PROBLEM DESCRIPTION:
The answer must consist of every line from the entries that holds the word "white".
(Beginning of GIVEN RECORDS)
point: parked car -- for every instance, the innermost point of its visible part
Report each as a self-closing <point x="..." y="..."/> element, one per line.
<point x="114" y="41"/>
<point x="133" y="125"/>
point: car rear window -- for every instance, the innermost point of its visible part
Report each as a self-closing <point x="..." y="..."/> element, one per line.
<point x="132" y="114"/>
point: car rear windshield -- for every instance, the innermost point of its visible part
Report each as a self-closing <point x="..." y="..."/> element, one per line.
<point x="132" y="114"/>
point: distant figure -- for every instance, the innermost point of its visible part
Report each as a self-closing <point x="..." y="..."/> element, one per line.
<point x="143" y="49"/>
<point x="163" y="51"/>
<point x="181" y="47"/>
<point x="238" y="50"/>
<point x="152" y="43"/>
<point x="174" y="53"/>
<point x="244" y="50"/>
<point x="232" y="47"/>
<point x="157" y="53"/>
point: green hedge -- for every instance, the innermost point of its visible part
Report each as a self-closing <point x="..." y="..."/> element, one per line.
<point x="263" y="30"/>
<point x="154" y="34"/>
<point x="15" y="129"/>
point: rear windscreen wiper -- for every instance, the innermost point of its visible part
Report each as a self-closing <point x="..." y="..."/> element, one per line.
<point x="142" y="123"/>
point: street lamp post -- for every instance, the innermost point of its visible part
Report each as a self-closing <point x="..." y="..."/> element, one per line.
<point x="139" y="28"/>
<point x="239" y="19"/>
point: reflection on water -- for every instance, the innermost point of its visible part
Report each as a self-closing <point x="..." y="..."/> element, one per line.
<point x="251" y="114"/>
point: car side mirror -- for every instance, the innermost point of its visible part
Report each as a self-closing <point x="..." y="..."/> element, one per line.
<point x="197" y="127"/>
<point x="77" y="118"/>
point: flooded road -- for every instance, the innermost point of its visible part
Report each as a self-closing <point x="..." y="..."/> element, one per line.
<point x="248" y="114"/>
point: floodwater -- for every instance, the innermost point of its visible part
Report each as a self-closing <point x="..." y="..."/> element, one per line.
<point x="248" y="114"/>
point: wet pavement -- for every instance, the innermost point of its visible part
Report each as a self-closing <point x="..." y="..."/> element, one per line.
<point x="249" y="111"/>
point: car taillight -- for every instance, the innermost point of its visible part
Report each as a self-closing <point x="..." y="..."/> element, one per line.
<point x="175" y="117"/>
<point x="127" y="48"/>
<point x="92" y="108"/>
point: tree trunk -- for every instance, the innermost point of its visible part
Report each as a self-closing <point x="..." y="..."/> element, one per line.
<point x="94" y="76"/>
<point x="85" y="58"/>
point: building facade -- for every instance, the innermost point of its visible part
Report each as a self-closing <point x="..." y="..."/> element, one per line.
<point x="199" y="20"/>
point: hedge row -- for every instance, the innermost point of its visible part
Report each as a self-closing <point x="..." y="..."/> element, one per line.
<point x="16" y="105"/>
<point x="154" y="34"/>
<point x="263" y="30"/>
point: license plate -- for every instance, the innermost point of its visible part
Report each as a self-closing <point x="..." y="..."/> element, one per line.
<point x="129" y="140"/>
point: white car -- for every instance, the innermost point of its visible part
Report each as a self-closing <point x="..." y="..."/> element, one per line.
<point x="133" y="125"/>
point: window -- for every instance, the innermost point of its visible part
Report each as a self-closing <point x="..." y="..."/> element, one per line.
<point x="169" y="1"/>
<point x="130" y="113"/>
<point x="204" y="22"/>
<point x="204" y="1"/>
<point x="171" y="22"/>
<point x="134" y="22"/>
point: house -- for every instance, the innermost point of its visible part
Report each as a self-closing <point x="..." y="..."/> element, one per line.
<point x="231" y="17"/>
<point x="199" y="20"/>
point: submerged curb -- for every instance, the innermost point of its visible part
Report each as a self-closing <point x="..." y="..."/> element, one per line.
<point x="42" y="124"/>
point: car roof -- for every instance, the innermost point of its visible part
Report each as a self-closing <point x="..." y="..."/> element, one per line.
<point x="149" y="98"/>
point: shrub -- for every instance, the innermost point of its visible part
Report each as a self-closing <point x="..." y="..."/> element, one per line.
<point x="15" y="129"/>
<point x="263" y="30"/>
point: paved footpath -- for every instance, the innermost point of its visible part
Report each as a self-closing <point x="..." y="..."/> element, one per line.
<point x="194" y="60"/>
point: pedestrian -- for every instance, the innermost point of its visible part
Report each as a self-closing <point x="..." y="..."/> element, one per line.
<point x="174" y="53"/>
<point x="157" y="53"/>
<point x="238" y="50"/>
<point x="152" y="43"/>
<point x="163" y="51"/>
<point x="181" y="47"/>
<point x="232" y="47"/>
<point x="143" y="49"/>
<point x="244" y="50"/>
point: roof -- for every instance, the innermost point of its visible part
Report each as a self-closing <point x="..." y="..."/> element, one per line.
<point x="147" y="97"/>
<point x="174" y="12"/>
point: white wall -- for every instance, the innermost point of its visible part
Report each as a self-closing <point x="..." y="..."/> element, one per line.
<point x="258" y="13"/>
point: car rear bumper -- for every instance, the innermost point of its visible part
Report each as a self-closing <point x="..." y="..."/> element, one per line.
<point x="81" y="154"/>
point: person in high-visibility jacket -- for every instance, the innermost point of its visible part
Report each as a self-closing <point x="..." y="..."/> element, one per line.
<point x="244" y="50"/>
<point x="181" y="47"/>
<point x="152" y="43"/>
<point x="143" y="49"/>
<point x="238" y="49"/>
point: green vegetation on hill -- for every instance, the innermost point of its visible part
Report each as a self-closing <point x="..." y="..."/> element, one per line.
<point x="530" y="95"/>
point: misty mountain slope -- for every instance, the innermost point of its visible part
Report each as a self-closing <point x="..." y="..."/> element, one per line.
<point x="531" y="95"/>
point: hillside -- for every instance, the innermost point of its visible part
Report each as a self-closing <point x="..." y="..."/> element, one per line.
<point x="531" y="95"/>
(End of GIVEN RECORDS)
WRITTEN ANSWER:
point: white car -- for every instance, the innermost point of its visible part
point: white wall -- for every instance, the innermost point of its visible part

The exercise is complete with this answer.